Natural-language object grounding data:

┌────────

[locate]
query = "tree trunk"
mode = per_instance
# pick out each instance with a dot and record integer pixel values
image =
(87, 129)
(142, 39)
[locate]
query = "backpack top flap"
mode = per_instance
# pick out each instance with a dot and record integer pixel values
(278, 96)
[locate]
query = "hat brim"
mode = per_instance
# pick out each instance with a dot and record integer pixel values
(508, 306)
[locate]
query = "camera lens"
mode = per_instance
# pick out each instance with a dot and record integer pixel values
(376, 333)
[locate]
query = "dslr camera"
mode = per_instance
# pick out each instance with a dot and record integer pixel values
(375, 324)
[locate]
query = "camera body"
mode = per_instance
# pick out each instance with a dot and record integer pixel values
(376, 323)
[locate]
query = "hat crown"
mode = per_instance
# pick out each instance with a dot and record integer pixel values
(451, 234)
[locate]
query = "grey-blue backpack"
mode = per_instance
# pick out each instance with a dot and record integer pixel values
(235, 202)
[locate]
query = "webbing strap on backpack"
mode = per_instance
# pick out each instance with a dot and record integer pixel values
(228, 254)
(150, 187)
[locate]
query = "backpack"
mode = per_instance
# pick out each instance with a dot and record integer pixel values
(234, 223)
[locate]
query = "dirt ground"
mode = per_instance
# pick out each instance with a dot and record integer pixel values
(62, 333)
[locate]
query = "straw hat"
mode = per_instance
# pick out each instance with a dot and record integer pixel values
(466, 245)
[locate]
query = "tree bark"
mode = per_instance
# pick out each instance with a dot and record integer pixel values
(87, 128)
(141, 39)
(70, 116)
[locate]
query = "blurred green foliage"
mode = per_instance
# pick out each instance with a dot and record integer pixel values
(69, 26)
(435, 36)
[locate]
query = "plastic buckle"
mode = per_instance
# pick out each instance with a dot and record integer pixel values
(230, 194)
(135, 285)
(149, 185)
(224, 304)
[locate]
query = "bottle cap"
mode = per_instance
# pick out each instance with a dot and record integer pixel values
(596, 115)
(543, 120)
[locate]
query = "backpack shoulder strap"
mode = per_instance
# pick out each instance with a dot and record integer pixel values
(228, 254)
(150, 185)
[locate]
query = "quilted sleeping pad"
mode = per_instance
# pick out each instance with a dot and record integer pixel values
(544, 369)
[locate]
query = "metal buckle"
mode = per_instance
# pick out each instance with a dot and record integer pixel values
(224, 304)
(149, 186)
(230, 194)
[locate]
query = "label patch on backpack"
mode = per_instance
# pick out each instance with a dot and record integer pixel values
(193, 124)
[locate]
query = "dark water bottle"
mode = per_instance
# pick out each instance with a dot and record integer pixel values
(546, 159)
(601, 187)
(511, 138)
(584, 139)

└────────

Out of the records above, pull the lines that include the word "camera".

query = "camera lens"
query = "dslr camera"
query = "camera body"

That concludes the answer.